• Assignment: Find every line containing the word "tray" in the records below; report only how many there are.

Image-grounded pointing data
-*-*-
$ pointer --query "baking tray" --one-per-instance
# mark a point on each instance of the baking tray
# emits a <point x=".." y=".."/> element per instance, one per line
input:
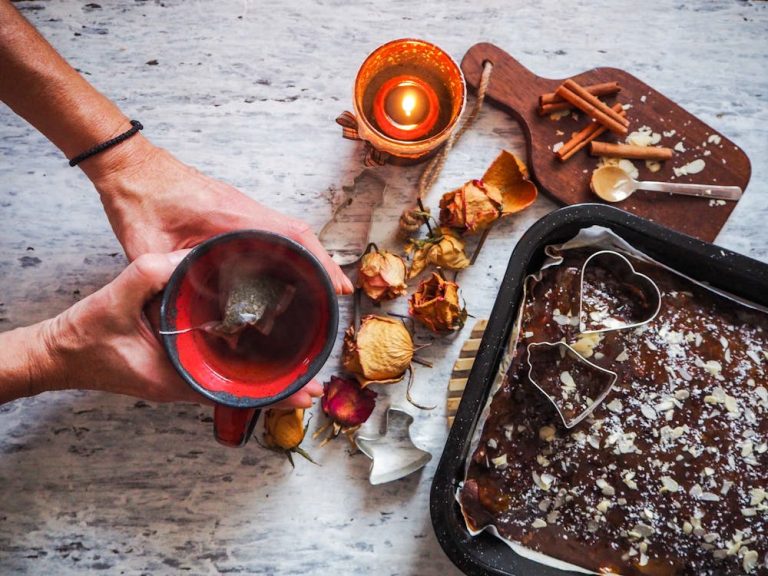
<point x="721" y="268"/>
-*-*-
• Task response: 2